WHAT YOU WILL DO: Print the passage of the news story about Alecia Morgan's Fanconi anemia word for word, everything from "As Alecia’s pediatric" down to "of Fanconi anemia.".

EXCERPTED PASSAGE:
***

Thursday, November 22, 2007
Parents hope registry leads to match
Marrow needed to fight rare anemia
By Jean Laquidara Hill
RUTLAND— James and Leone E. Morgan did not take the birth of their daughter for granted on Feb. 23 nearly nine years ago.
Two years earlier the Morgans had buried their prematurely born son.
Alecia grew into a loving and shy child and a passionate fan of the Patriots, especially Tom Brady. “She was fine, you know, a typical kid, the ear infections, a couple of colds,” Mrs. Morgan said recently.
“She’s a beautiful 8-year-old girl whom we thought was very healthy until right around her 8th birthday,” she said.
But last February, as her parents were planning her birthday party, Alecia got a bad cold. She was diagnosed with a sinus infection, and antibiotics were prescribed.
But when the antibiotics failed to work, Mrs. Morgan took her daughter back to the doctor, who sent her to UMass Memorial Medical Center — University Campus in Worcester.
“We were waiting in a little cubicle and three doctors walked in, and I thought, ‘This is bad,’ ” Mrs. Morgan said.Alecia was admitted to the hospital for tests. She seemed to improve and the Morgans brought her daughter home.
On March 17 at 1:45 p.m. when the telephone rang with test results, Alecia seemed so much like her old self that Mrs. Morgan told the doctor: “Alecia is fine.”
“No she’s not,” Mrs. Morgan recalls the doctor telling her. She felt like she had been kicked in the stomach.
“Kids aren’t supposed to be so sick,” she said.
The doctor told Mrs. Morgan that Alecia had Fanconi anemia. Meetings were set up to explain the condition further and arrange treatments.
Meanwhile, Mrs. Morgan read about her daughter’s illness on the Internet. As she read, a weight pressed down on her chest.
As Alecia’s pediatric hematologist, Dr. Christopher P. Keuker of UMass Memorial Medical Center explained in a recent interview that Fanconi anemia is an extremely rare, life-threatening disorder that disables the body’s ability to produce blood.
“It is the first and only case I’ve treated in my career and it’s over 10 years,” Dr. Keuker said about Alecia’s diagnosis. His colleague, who has been practicing for 20 years, has only treated one case of Fanconi anemia.
The disorder is inherited from two recessive genes, one from each parent. In addition to its other cruelties, Fanconi anemia increases the likelihood of blood cancers.

***

ENTRIES SUPPLIED:
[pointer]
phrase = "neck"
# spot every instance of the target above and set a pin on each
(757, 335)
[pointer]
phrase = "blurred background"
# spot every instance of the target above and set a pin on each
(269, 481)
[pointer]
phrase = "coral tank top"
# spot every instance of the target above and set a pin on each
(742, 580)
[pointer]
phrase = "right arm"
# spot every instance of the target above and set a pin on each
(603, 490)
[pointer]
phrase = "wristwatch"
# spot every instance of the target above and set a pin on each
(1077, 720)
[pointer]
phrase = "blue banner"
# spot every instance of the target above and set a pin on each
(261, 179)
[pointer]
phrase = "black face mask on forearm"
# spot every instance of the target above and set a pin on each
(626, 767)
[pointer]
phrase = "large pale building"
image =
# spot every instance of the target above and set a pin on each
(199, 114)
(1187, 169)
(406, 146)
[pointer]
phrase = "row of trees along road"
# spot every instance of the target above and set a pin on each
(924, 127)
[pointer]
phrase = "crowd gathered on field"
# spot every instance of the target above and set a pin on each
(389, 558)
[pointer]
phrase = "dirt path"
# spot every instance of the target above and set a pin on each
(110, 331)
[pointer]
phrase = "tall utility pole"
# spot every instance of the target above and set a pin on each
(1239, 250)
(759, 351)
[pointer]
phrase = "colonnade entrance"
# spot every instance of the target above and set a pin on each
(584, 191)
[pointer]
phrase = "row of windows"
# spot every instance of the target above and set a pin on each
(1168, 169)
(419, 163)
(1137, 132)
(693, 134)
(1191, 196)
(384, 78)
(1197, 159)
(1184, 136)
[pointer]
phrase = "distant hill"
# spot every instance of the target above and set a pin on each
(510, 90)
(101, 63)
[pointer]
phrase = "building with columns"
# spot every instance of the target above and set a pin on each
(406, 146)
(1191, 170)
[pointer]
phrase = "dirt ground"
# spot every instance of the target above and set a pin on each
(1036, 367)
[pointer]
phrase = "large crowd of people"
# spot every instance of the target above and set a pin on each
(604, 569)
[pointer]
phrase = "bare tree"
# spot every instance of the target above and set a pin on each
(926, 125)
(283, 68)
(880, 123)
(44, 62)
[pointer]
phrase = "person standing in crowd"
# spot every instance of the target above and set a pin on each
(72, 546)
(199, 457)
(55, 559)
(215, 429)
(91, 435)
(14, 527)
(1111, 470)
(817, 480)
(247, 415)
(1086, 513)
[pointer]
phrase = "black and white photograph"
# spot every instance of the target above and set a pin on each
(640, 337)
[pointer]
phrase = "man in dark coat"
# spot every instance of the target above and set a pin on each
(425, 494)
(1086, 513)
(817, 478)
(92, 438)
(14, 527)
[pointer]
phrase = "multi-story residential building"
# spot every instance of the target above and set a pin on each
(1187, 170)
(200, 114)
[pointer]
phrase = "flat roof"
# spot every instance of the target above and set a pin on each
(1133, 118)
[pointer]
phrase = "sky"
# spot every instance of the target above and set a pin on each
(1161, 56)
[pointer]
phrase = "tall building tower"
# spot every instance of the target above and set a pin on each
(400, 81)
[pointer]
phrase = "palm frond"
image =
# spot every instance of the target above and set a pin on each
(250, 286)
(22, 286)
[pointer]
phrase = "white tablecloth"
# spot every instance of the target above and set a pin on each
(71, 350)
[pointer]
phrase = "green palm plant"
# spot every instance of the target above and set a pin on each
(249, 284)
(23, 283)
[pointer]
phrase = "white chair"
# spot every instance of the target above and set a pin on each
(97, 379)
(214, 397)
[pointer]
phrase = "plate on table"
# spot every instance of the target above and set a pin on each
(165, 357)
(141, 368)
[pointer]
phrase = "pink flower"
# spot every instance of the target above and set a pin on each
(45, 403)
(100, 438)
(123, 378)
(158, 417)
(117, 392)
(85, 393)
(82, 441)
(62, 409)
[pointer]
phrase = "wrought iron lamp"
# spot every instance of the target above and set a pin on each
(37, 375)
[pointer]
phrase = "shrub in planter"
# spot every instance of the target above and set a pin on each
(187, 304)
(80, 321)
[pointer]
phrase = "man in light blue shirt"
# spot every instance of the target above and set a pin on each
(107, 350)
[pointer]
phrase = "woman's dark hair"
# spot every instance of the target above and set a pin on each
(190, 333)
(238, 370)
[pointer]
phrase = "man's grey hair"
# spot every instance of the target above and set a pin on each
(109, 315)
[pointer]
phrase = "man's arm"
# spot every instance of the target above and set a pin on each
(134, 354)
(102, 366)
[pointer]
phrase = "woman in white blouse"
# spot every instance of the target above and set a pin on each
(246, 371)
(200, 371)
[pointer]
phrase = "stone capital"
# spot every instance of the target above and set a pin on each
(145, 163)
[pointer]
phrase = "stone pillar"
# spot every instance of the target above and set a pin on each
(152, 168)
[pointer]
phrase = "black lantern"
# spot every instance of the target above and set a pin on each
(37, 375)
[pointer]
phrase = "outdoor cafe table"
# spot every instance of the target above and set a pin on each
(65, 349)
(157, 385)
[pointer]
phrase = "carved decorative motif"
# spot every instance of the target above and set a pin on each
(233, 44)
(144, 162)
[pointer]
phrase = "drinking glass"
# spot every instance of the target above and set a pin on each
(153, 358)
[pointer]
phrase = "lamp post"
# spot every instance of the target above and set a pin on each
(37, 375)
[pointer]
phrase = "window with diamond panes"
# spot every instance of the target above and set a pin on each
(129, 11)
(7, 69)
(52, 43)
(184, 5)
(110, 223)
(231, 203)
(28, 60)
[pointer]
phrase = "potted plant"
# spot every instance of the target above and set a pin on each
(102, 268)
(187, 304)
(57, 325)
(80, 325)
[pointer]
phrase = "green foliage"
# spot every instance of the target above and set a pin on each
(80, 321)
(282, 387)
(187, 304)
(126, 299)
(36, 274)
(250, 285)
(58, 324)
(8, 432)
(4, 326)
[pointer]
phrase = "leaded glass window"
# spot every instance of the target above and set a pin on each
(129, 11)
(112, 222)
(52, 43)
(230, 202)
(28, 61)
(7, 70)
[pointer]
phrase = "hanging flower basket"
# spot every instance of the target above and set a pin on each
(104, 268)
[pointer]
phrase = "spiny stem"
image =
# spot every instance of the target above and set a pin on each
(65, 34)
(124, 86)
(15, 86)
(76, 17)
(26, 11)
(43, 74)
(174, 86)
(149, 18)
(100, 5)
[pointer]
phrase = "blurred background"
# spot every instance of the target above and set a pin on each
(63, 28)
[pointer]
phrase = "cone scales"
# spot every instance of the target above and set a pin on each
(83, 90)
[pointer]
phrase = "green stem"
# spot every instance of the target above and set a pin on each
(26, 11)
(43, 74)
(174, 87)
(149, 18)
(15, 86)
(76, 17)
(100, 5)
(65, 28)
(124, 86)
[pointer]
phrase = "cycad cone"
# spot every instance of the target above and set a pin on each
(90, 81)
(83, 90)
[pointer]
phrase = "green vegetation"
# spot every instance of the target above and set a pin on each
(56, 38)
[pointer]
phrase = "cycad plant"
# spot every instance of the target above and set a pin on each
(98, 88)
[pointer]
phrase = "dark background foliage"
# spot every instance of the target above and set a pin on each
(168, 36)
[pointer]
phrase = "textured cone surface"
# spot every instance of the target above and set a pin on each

***

RESULT OF THIS TASK:
As Alecia’s pediatric hematologist, Dr. Christopher P. Keuker of UMass Memorial Medical Center explained in a recent interview that Fanconi anemia is an extremely rare, life-threatening disorder that disables the body’s ability to produce blood.
“It is the first and only case I’ve treated in my career and it’s over 10 years,” Dr. Keuker said about Alecia’s diagnosis. His colleague, who has been practicing for 20 years, has only treated one case of Fanconi anemia.